Task goal:
According to the Incorta release notes below, starting with which version will the Loader Service handle nulls during join calculations based on the Null Handling CMC setting?

Text under study:
For more details, refer to Concepts → Incorta Spark SQL View.

The New Data Studio

The Incorta Data Studio tool is now generally available. The Data Studio is a powerful tool that enables users with minimal technical expertise to create Materialized Views (MVs) using a simple drag-and-drop interface.

Using the Data Studio, schema managers can perform multiple actions and transformations on your data using sequential steps and recipes. You use your raw data and apply steps and pre-built recipes to transform your data and create MVs.

To enable the Data Studio, please contact Incorta Support.

Null handling enhancements

In this release, both the Analytics and Loader services have expanded their support for null handling.

  • When the Null Handling option is enabled in the Cluster Management Console (CMC):
    • Formulas defined in schemas, business schemas, and insights now account for null values. The following formulas do not support null handling:
      • and()
      • bin()
      • case()
      • caseContains()
      • decode()
      • in()
      • lookup()
      • or()
    • The Loader Service stores nulls as nulls when materializing formula columns.
    • The Loader Service accounts for null values while partially loading data based on a custom condition.
  • Regardless of the Null Handling option:
    • The PK-index and join calculations: The Loader service accounts for null values and no longer considers them zeros or empty values.
    • The Analyzer and Dashboard now handle null representations when creating or displaying tabular insights, charts, Analyzer tables, and Analyzer views.

For more details, refer to References → Null Handling.

Notes
  • Enabling the Null Handling feature is strongly advised.
  • Incremental loading is now the standard to enforce changes required when enabling or disabling the Null Handling option, eliminating the need for full or staging load operations.
Note

Starting 2024.7.3, the Loader Service will handle nulls during join calculations based on the Null Handling CMC setting.

Partial data loading

With this release, Incorta introduces new table-level settings that partially load data into memory by specifying time-window configurations or custom formula conditions. By limiting the amount of data loaded into memory, users can improve analytics performance, concentrate analytics on recent periods.

Since this feature is focused on loading data to memory, the data will persist fully in storage. Therefore, Incorta functions that read from parquet, like MVs and SQLi, will continue to see the full dataset. However, the SQLi Engine port will honor the conditions set for partial loading.

To set partial loading, select a table from a schema. Inside the table, select Advanced Settings Under Loaded Data into Memory, select Partial. Configure a time window or a custom condition. Any data satisfying those conditions will be loaded into memory on the next staging load.

Notes
  • During the upgrade, existing load filters for a table will be migrated as partial loading filters.
  • After the upgrade, tables with load filters will require a load from staging.
  • The incremental load does not apply the partial loading condition on the incremental data. It is only applied during a full load or a load from staging.

Listed records:
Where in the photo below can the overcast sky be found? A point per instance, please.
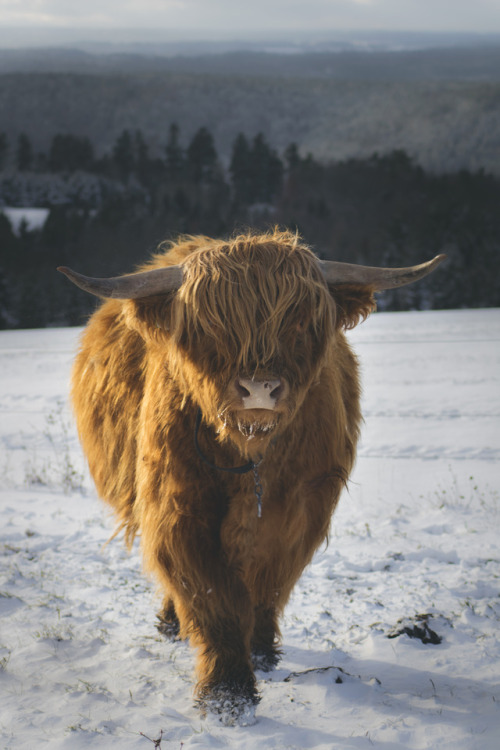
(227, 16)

==

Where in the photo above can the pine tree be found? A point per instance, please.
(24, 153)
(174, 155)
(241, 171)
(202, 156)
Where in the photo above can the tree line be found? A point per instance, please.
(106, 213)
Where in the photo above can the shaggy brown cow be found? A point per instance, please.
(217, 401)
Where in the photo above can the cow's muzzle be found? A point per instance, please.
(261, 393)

---

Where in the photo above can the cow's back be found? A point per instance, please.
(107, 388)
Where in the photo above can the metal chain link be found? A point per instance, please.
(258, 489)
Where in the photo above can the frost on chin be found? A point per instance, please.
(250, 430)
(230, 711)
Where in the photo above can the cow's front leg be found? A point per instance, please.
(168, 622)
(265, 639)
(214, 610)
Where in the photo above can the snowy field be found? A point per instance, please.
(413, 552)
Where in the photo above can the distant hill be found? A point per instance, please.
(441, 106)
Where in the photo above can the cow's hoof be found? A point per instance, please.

Response to the task:
2024.7.3